▸ INSTRUCTIONS TO FOLLOW
Render every line of the records below as a Markdown table with two columns, Row and Line, numbering the lines in order and leaving out any blank ones.

▸ RECORD EXCERPTS
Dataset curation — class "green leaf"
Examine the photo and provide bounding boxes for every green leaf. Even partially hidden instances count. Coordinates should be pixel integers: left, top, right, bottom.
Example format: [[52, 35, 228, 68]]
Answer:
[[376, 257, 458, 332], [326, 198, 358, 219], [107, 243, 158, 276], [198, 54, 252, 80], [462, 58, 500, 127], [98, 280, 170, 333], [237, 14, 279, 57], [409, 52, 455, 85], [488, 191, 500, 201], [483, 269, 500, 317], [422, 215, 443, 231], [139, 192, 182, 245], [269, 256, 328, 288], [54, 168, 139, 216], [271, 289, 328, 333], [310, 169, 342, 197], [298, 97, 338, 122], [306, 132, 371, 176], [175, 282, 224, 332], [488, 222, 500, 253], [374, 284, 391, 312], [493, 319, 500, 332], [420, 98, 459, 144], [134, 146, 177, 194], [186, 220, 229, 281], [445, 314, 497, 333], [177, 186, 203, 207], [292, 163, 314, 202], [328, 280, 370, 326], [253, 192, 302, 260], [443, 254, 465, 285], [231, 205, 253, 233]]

▸ RESULT
| Row | Line |
|---|---|
| 1 | Dataset curation — class "green leaf" |
| 2 | Examine the photo and provide bounding boxes for every green leaf. Even partially hidden instances count. Coordinates should be pixel integers: left, top, right, bottom. |
| 3 | Example format: [[52, 35, 228, 68]] |
| 4 | Answer: |
| 5 | [[376, 257, 458, 332], [326, 198, 358, 219], [107, 243, 158, 276], [198, 54, 252, 80], [462, 58, 500, 127], [98, 280, 170, 333], [237, 14, 279, 57], [409, 52, 455, 85], [488, 191, 500, 201], [483, 269, 500, 317], [422, 215, 443, 231], [139, 192, 182, 245], [269, 256, 328, 288], [54, 168, 139, 216], [271, 289, 328, 333], [310, 169, 342, 197], [298, 97, 338, 122], [306, 132, 371, 176], [175, 282, 224, 332], [488, 222, 500, 253], [374, 284, 391, 312], [493, 319, 500, 332], [420, 98, 459, 144], [134, 146, 177, 194], [186, 220, 229, 281], [445, 314, 497, 333], [177, 186, 203, 207], [292, 163, 314, 202], [328, 280, 370, 326], [253, 192, 302, 260], [443, 254, 465, 285], [231, 205, 253, 233]] |